TASK PROMPT
Could every line of the data be copied out once more, exactly?

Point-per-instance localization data
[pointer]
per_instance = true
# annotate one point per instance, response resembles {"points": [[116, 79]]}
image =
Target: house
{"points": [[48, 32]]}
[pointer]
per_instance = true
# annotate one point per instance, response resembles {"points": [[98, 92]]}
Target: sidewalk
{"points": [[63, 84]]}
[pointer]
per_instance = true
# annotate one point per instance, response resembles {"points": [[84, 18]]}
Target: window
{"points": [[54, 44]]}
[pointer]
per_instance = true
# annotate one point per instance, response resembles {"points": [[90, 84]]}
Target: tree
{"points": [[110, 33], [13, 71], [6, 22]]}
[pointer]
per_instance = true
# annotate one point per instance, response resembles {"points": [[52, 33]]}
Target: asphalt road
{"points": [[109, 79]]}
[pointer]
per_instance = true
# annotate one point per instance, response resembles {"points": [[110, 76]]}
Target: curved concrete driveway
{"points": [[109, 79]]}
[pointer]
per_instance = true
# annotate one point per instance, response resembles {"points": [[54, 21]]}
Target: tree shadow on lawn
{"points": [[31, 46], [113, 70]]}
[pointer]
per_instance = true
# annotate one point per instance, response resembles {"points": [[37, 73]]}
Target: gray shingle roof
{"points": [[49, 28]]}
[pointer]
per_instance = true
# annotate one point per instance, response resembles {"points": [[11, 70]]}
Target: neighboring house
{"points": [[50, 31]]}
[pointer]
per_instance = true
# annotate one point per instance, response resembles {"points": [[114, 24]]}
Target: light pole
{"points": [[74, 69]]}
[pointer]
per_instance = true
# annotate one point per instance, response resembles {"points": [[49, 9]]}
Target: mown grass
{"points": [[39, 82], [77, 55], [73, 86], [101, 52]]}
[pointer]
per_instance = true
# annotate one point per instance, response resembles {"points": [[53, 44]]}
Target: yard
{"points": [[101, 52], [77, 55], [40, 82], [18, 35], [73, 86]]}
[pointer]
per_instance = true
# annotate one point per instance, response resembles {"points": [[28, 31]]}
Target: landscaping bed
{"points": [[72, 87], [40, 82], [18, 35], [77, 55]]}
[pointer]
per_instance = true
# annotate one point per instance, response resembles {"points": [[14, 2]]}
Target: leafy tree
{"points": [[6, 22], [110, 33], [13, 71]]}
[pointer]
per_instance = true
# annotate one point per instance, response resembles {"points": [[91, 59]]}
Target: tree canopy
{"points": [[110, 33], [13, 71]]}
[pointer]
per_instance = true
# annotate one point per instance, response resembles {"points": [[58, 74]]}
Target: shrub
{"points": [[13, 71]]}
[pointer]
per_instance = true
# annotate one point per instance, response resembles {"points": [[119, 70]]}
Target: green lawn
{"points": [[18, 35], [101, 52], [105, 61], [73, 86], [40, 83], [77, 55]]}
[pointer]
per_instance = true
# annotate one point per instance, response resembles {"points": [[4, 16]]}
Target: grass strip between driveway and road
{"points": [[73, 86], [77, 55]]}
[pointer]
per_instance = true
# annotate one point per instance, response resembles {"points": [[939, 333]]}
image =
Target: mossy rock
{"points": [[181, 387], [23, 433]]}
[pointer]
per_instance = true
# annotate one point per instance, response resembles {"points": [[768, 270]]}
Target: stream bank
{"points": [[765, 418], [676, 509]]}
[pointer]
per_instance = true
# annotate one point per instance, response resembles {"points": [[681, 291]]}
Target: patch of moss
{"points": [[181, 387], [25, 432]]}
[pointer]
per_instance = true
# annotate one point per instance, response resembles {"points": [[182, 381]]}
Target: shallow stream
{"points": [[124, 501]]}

TASK SOLUTION
[pointer]
per_instance = true
# annotate one point per instance, response resembles {"points": [[116, 79]]}
image =
Target: house
{"points": [[48, 32]]}
[pointer]
per_instance = true
# annotate one point per instance, response resembles {"points": [[98, 92]]}
Target: sidewalk
{"points": [[63, 84]]}
[pointer]
per_instance = true
# annotate one point per instance, response resembles {"points": [[84, 18]]}
Target: window
{"points": [[54, 44]]}
[pointer]
per_instance = true
# annotate one point per instance, response resembles {"points": [[90, 84]]}
Target: tree
{"points": [[110, 33], [13, 71], [6, 22]]}
[pointer]
per_instance = true
# annotate one point per instance, response resembles {"points": [[52, 33]]}
Target: asphalt road
{"points": [[109, 79]]}
[pointer]
per_instance = true
# annotate one point per instance, response resembles {"points": [[110, 76]]}
Target: curved concrete driveway
{"points": [[109, 79]]}
[pointer]
per_instance = true
# annotate one point per instance, response resembles {"points": [[54, 21]]}
Target: tree shadow on lawn
{"points": [[31, 46], [113, 70]]}
[pointer]
per_instance = true
# annotate one point per instance, response resembles {"points": [[37, 73]]}
Target: gray shingle roof
{"points": [[49, 28]]}
[pointer]
per_instance = true
# annotate one point per instance, response resembles {"points": [[11, 70]]}
Target: neighboring house
{"points": [[50, 31]]}
[pointer]
per_instance = true
# annotate one point per instance, response resembles {"points": [[114, 24]]}
Target: light pole
{"points": [[74, 69]]}
[pointer]
per_instance = true
# annotate one point per instance, response resembles {"points": [[49, 9]]}
Target: mown grass
{"points": [[39, 82], [77, 55], [73, 86], [101, 52]]}
[pointer]
per_instance = true
# annotate one point per instance, response resembles {"points": [[53, 44]]}
Target: yard
{"points": [[101, 52], [77, 55], [40, 82], [18, 35], [73, 86]]}
[pointer]
per_instance = true
# annotate one point per instance, response resembles {"points": [[28, 31]]}
Target: landscaping bed
{"points": [[72, 87], [40, 82], [18, 35], [77, 55]]}
[pointer]
per_instance = true
# annotate one point per instance, response resembles {"points": [[14, 2]]}
Target: leafy tree
{"points": [[6, 22], [110, 33], [13, 71]]}
[pointer]
per_instance = true
# annotate one point per instance, response resembles {"points": [[91, 59]]}
Target: tree canopy
{"points": [[110, 33], [13, 71]]}
[pointer]
per_instance = true
# annotate one point per instance, response resembles {"points": [[58, 74]]}
Target: shrub
{"points": [[13, 71]]}
[pointer]
per_instance = true
# annotate one point per instance, response resembles {"points": [[119, 70]]}
Target: green lawn
{"points": [[18, 35], [101, 52], [105, 61], [73, 86], [40, 83], [77, 55]]}
[pointer]
per_instance = true
# annotate one point per instance, response resembles {"points": [[4, 16]]}
Target: grass strip between driveway and road
{"points": [[73, 86], [77, 55]]}
[pointer]
per_instance = true
# annotate one point per instance, response resembles {"points": [[939, 333]]}
image =
Target: mossy rock
{"points": [[181, 387], [23, 433]]}
[pointer]
per_instance = true
# annotate one point per instance, response resembles {"points": [[768, 270]]}
Target: stream bank
{"points": [[765, 418], [676, 509]]}
[pointer]
per_instance = true
# annotate one point per instance, response resembles {"points": [[681, 291]]}
Target: patch of moss
{"points": [[181, 387], [25, 432]]}
[pointer]
per_instance = true
# annotate one point per instance, response resembles {"points": [[182, 381]]}
Target: shallow stream
{"points": [[124, 501]]}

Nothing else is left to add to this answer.